▶ _What is expected_
How many lines in the rows below contain the string "roof" with its case matched? Reply with the number alone.

··········

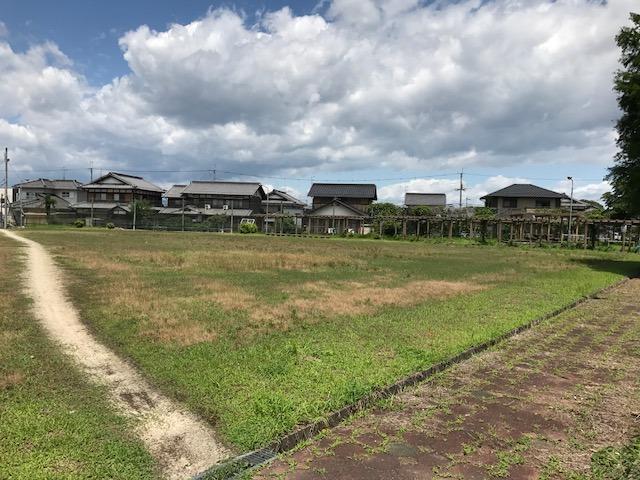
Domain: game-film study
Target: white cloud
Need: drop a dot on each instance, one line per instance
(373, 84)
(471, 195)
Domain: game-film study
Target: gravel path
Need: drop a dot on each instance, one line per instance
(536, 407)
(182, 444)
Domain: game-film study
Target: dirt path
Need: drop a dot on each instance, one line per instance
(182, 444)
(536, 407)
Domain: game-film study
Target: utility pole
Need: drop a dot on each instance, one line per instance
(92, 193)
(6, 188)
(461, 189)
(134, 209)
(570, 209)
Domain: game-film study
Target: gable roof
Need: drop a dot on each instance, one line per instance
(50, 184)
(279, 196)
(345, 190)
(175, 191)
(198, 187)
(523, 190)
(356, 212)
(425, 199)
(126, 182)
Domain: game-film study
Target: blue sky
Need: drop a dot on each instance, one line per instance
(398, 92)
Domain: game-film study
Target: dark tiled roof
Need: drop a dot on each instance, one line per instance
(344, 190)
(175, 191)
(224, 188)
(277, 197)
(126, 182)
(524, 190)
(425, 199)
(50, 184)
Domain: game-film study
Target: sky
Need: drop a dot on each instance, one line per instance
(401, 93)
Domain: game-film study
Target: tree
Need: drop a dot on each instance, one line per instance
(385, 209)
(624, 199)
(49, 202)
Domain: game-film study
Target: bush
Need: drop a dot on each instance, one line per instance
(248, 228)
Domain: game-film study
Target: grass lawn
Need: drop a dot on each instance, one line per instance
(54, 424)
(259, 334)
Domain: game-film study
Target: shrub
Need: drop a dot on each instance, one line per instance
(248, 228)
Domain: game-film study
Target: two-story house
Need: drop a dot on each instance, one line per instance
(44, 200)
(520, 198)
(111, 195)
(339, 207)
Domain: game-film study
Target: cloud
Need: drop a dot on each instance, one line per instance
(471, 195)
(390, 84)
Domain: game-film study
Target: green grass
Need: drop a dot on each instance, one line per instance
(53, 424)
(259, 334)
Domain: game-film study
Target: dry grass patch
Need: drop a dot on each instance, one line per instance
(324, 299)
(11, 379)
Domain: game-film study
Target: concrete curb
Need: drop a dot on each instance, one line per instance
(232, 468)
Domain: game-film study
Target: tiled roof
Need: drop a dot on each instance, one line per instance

··········

▶ _Solution for this problem_
3